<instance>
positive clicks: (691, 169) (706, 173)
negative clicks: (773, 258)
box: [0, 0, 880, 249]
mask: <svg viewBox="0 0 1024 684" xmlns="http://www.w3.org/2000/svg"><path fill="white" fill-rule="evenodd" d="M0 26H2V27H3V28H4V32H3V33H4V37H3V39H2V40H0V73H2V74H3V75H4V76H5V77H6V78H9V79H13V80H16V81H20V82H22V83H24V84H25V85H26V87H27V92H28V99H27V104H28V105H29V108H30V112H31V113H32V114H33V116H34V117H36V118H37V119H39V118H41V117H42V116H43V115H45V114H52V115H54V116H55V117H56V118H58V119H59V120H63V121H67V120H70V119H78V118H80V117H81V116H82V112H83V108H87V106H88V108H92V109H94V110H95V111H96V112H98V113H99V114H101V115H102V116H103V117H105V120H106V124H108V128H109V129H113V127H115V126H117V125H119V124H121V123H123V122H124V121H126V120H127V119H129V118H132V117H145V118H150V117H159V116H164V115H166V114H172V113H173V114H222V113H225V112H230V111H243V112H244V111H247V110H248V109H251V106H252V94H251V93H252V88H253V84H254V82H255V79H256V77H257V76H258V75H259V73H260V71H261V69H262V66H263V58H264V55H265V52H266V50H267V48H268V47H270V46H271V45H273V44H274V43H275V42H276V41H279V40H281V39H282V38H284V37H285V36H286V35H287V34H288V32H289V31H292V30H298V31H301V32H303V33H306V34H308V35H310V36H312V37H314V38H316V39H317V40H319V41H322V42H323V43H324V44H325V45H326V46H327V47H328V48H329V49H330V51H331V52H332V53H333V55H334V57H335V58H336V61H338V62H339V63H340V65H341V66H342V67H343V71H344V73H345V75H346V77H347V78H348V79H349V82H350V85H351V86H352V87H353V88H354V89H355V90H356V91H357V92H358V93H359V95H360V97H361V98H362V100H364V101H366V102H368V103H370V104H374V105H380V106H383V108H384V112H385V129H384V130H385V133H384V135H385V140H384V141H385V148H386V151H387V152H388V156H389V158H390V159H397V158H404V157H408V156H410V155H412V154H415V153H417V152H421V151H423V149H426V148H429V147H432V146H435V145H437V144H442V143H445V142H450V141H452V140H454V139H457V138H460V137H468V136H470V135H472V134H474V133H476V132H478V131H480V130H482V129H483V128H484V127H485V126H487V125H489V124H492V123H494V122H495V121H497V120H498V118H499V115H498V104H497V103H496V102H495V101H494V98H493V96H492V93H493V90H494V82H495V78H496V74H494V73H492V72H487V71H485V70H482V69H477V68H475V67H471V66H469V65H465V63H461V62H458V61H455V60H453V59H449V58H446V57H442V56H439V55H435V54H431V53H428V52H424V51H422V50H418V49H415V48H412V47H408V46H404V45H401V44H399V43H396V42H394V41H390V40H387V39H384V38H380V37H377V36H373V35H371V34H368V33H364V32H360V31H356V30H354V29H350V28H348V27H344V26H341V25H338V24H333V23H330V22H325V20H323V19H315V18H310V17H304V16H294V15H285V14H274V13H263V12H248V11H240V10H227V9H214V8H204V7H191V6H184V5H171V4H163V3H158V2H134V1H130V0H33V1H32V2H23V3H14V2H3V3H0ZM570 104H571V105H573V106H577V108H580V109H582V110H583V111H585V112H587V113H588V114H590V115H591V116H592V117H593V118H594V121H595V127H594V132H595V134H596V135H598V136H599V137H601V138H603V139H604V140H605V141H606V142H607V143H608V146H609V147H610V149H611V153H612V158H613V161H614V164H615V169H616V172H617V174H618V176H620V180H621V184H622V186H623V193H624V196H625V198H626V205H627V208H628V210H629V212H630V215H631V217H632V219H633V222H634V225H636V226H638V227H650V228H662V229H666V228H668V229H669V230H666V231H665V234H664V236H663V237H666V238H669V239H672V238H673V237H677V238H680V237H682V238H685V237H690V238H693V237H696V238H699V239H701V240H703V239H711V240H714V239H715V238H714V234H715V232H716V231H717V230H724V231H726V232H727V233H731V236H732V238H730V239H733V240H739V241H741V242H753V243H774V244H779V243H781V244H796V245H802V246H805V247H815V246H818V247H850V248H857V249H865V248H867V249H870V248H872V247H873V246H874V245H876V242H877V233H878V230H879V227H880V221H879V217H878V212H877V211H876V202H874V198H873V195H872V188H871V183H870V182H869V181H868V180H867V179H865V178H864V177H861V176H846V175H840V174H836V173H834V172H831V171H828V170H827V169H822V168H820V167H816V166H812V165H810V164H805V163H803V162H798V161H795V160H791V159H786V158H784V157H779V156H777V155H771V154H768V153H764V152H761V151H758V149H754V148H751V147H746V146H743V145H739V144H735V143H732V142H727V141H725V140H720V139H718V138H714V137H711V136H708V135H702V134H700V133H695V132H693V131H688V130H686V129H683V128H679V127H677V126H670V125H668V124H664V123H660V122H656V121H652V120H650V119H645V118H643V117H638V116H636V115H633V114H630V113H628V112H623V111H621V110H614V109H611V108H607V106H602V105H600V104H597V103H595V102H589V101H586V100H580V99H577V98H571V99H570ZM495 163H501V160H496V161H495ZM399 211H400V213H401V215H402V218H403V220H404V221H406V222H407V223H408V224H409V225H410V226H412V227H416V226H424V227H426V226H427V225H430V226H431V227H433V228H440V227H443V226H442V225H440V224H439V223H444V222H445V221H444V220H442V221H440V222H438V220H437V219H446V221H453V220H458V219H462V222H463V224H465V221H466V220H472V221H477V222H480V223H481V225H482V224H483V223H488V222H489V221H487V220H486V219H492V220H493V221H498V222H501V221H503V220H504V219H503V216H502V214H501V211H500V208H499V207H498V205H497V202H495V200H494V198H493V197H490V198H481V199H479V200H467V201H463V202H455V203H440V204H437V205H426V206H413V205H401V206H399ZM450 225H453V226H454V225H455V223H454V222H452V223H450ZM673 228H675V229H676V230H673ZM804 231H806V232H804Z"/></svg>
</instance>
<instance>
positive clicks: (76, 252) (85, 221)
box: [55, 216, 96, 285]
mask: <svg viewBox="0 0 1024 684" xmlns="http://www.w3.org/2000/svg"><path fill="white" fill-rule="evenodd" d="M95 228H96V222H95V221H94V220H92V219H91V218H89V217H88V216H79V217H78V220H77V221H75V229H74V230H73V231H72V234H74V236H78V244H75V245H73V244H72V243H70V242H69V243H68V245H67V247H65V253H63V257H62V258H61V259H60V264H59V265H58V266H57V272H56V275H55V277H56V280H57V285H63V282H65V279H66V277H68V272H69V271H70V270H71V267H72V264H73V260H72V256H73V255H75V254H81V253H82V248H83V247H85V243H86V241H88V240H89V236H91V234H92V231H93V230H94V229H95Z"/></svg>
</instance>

▬▬▬▬▬▬

## DESCRIPTION OF THE TASK
Rewrite the material above with "positive clicks" renamed to "foreground clicks" everywhere it appears, leaving everything else unchanged.

## WRITTEN ANSWER
<instance>
foreground clicks: (691, 169) (706, 173)
negative clicks: (773, 258)
box: [0, 0, 880, 249]
mask: <svg viewBox="0 0 1024 684" xmlns="http://www.w3.org/2000/svg"><path fill="white" fill-rule="evenodd" d="M0 26H2V27H3V28H4V32H3V33H4V37H3V39H2V40H0V73H2V74H3V75H4V76H5V77H6V78H9V79H13V80H16V81H20V82H22V83H24V84H25V85H26V87H27V92H28V99H27V104H28V105H29V108H30V112H31V113H32V114H33V116H34V117H36V118H37V119H39V118H41V117H42V116H43V115H45V114H52V115H54V116H55V117H56V118H58V119H59V120H63V121H67V120H70V119H78V118H80V117H81V116H82V112H83V108H87V106H88V108H92V109H94V110H95V111H96V112H98V113H99V114H101V115H102V116H103V117H105V120H106V124H108V128H109V129H113V127H115V126H117V125H119V124H121V123H123V122H124V121H126V120H127V119H129V118H132V117H145V118H150V117H159V116H164V115H166V114H172V113H173V114H222V113H225V112H230V111H243V112H244V111H247V110H248V109H251V106H252V94H251V93H252V88H253V84H254V82H255V79H256V77H257V76H258V75H259V73H260V71H261V69H262V66H263V58H264V55H265V52H266V50H267V48H268V47H270V46H271V45H273V44H274V43H275V42H276V41H279V40H281V39H282V38H284V37H285V36H286V35H287V34H288V32H289V31H292V30H298V31H301V32H303V33H306V34H308V35H310V36H312V37H314V38H316V39H317V40H319V41H322V42H323V43H324V44H325V45H326V46H327V47H328V48H329V49H330V51H331V52H332V53H333V55H334V57H335V58H336V61H338V62H339V63H340V65H341V66H342V67H343V71H344V73H345V75H346V77H347V78H348V79H349V82H350V85H351V86H352V87H353V88H354V89H355V90H356V91H357V92H358V93H359V95H360V97H361V98H362V100H364V101H366V102H368V103H370V104H374V105H380V106H383V108H384V112H385V129H384V130H385V133H384V135H385V140H384V141H385V148H386V151H387V152H388V156H389V158H390V159H397V158H404V157H408V156H410V155H412V154H415V153H417V152H421V151H423V149H426V148H429V147H432V146H435V145H437V144H442V143H445V142H450V141H452V140H454V139H457V138H460V137H468V136H470V135H472V134H474V133H476V132H478V131H480V130H482V129H483V128H484V127H485V126H487V125H489V124H492V123H494V122H495V121H497V120H498V118H499V115H498V104H497V103H496V102H495V101H494V98H493V96H492V93H493V90H494V82H495V78H496V74H494V73H492V72H487V71H485V70H482V69H477V68H475V67H471V66H469V65H465V63H461V62H458V61H455V60H453V59H449V58H446V57H442V56H439V55H435V54H431V53H428V52H424V51H422V50H418V49H415V48H412V47H408V46H404V45H401V44H399V43H396V42H394V41H390V40H387V39H384V38H380V37H377V36H373V35H371V34H368V33H364V32H360V31H356V30H354V29H350V28H348V27H344V26H341V25H338V24H333V23H330V22H325V20H323V19H315V18H310V17H304V16H294V15H285V14H274V13H263V12H248V11H240V10H227V9H214V8H204V7H191V6H184V5H171V4H163V3H158V2H134V1H130V0H33V1H32V2H23V3H14V2H3V3H0ZM570 104H571V105H573V106H577V108H580V109H582V110H583V111H585V112H587V113H588V114H590V115H591V116H592V117H593V118H594V121H595V127H594V132H595V134H596V135H598V136H599V137H601V138H603V139H604V140H605V141H606V142H607V143H608V146H609V147H610V149H611V153H612V158H613V161H614V164H615V169H616V172H617V174H618V176H620V180H621V184H622V186H623V193H624V196H625V198H626V205H627V208H628V210H629V212H630V215H631V217H632V219H633V222H634V225H636V226H638V227H650V228H662V229H666V228H668V229H669V230H666V231H665V234H664V236H663V237H666V238H669V239H672V238H673V237H677V238H680V237H682V238H685V237H690V238H693V237H696V238H699V239H701V240H703V239H711V240H714V239H715V238H714V234H715V232H716V231H717V230H724V231H726V232H727V233H731V236H732V238H730V239H733V240H739V241H741V242H753V243H774V244H779V243H781V244H796V245H802V246H805V247H815V246H818V247H850V248H857V249H865V248H867V249H870V248H872V247H873V246H874V245H876V242H877V233H878V230H879V227H880V221H879V217H878V212H877V211H876V202H874V198H873V195H872V188H871V183H870V182H869V181H868V180H867V179H865V178H864V177H861V176H846V175H840V174H836V173H834V172H831V171H828V170H827V169H822V168H820V167H816V166H812V165H810V164H805V163H803V162H798V161H795V160H791V159H786V158H784V157H779V156H777V155H771V154H768V153H764V152H761V151H758V149H754V148H751V147H746V146H743V145H739V144H735V143H732V142H727V141H725V140H720V139H718V138H714V137H711V136H708V135H702V134H700V133H695V132H693V131H688V130H686V129H683V128H679V127H677V126H670V125H668V124H664V123H660V122H656V121H652V120H650V119H645V118H643V117H638V116H636V115H633V114H630V113H628V112H623V111H621V110H614V109H611V108H607V106H602V105H600V104H597V103H595V102H589V101H586V100H580V99H577V98H571V99H570ZM495 163H501V160H496V161H495ZM399 211H400V213H401V215H402V218H403V220H404V221H406V222H407V223H408V224H409V225H410V226H412V227H416V226H424V227H426V226H427V225H430V226H431V227H433V228H440V227H443V226H442V225H440V224H439V223H444V222H445V221H444V220H442V221H440V222H438V220H437V219H446V221H453V220H458V219H462V222H463V224H465V221H466V220H472V221H477V222H480V223H481V225H482V224H483V223H488V222H489V221H487V220H486V219H492V220H493V221H498V222H501V221H503V220H504V219H503V216H502V214H501V211H500V208H499V207H498V205H497V202H495V200H494V198H493V197H490V198H481V199H479V200H467V201H463V202H455V203H440V204H437V205H426V206H413V205H401V206H399ZM450 225H453V226H454V225H455V223H454V222H452V223H450ZM673 228H675V229H676V230H673ZM804 231H806V232H804Z"/></svg>
</instance>
<instance>
foreground clicks: (76, 252) (85, 221)
box: [55, 216, 96, 285]
mask: <svg viewBox="0 0 1024 684" xmlns="http://www.w3.org/2000/svg"><path fill="white" fill-rule="evenodd" d="M95 228H96V222H95V221H94V220H92V219H91V218H89V217H88V216H79V217H78V220H77V221H75V229H74V230H73V231H72V234H74V236H78V244H75V245H73V244H72V243H70V242H69V243H68V245H67V247H65V253H63V257H62V258H61V259H60V264H59V265H58V266H57V272H56V275H55V277H56V280H57V285H63V282H65V279H66V277H68V272H69V271H70V270H71V267H72V264H73V260H72V256H73V255H75V254H81V253H82V248H83V247H85V243H86V241H88V240H89V236H91V234H92V231H93V230H94V229H95Z"/></svg>
</instance>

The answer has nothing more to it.